==== Source material

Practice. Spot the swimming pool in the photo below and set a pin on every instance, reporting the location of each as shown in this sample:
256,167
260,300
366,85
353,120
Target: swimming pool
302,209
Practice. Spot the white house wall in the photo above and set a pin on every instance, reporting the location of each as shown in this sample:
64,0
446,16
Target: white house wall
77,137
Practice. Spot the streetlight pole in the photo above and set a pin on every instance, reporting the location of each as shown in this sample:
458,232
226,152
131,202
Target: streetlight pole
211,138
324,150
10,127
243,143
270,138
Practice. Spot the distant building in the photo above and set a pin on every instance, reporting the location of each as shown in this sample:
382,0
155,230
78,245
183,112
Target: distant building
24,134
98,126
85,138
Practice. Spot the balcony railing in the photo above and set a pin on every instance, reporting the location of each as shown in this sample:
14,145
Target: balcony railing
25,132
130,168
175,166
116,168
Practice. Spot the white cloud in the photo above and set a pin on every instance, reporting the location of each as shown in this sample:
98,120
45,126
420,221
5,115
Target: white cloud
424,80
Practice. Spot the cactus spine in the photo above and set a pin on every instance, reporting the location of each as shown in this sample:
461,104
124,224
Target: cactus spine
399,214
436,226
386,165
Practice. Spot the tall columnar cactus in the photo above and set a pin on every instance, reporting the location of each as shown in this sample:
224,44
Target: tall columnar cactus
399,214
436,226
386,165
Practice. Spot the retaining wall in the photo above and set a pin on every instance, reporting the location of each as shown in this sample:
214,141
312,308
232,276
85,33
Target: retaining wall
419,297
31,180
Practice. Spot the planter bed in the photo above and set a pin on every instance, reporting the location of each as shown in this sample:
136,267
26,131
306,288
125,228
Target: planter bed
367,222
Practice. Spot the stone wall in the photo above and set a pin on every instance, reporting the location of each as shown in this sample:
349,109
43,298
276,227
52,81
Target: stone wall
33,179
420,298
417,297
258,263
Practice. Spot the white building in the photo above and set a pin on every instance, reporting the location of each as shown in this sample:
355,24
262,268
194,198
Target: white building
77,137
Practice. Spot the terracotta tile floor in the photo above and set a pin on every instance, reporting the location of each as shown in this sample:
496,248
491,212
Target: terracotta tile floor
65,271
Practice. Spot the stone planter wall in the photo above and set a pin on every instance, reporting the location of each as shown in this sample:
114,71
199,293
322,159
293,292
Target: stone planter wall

========

What is expected:
Reproduce each entry above exactly, keeping every word.

Output of the task:
Practice. Spot the swimming pool in the photo below and set a pin on every instance, reporting the location of each as shown in this sample:
256,167
260,300
366,85
353,120
Target: swimming pool
302,209
Practice. Spot the white house wall in the photo above and set a pin on every instance, reporting the location of each as shown in this sample:
64,0
446,16
Target: white house wall
77,137
Practice. Spot the streetlight pole in the photo above and set a pin on every instance, reporting the location of each as shown in this sample:
458,232
226,152
131,202
Target: streetlight pole
211,138
324,150
10,127
243,143
270,138
Practice. Spot the distant building in the photo above and set a pin on every instance, reporting the location of each as shown in this sample:
382,0
155,230
78,245
183,112
Target: distant building
24,134
98,126
85,138
Practice. Spot the balcony railing in the photo above and set a pin on every instance, reporting the location of each as shown in this sample:
14,145
Target: balcony railing
25,132
130,168
175,166
116,168
Practice. Spot the white cloud in the photo above and set a pin on every instance, reporting the location of each as shown in this sample:
98,120
45,126
420,221
5,115
Target: white cloud
424,80
Practice. Spot the cactus spine in the photo above and set a pin on every instance, reporting the location of each as shown in this sample:
461,104
124,224
Target: cactus spine
399,214
436,226
386,165
Practice. Spot the tall columnar cactus in the photo above and set a pin on every instance, reporting the location of each as shown in this sample:
224,44
Target: tall columnar cactus
399,214
436,226
386,165
Practice. Spot the retaining wall in the photo above and set a pin on every instance, reporting the location of each as shown in this sample:
214,141
312,308
232,276
85,33
Target: retaining wall
419,297
31,180
Practice. Spot the planter bed in the photo above and set a pin on every instance, reporting the location of each as shown in this sample:
136,267
26,131
306,288
125,228
Target: planter bed
367,222
Practice. Spot the stone wall in the photo above and set a pin on every instance, reporting the location of each as shown in this sample:
349,109
43,298
276,227
52,81
Target: stone wall
33,179
420,298
417,297
258,263
Practice. Spot the white building in the photo above and set a pin on every instance, reporting the location of each as shown in this sample:
355,24
262,268
194,198
Target: white building
77,137
Practice. Spot the terracotta tile floor in the photo above and set a pin on every instance, reporting the location of each as shown in this sample:
496,248
491,212
Target: terracotta tile floor
65,271
Practice. Spot the stone planter wall in the photo above and set a pin on every instance, reporting the location of each as shown in this sample:
114,71
199,293
322,159
293,292
Target: stone planter wall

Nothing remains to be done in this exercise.